**Consigne**
Renommez « negative clicks » en « exclusion clicks » dans toutes les données ci-dessous et recopiez-les sans rien changer d'autre. Laissez les images hors de la réponse.
#### Données sources
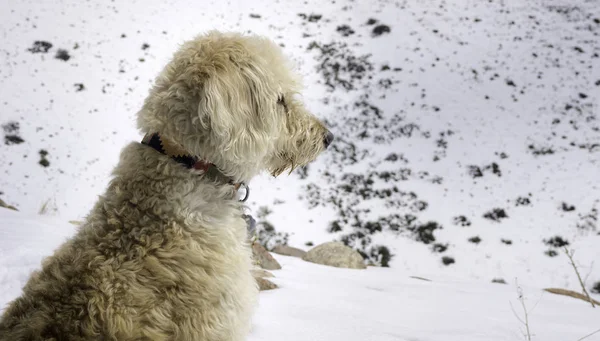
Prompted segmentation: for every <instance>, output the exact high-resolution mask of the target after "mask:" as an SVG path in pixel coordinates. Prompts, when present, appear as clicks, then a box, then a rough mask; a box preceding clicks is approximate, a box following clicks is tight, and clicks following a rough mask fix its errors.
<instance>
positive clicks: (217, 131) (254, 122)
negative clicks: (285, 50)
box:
########
**Corrigé**
Prompted segmentation: for every <instance>, output the exact high-resolution mask of the target after "mask:" as an SVG path in pixel coordinates. Prompts, when present, appear as clicks, then a box, then a rough mask; a box preceding clicks is approximate, a box following clicks is tight, and clicks following a rough mask fix its errors.
<instance>
positive clicks: (217, 131) (254, 122)
exclusion clicks: (285, 50)
box:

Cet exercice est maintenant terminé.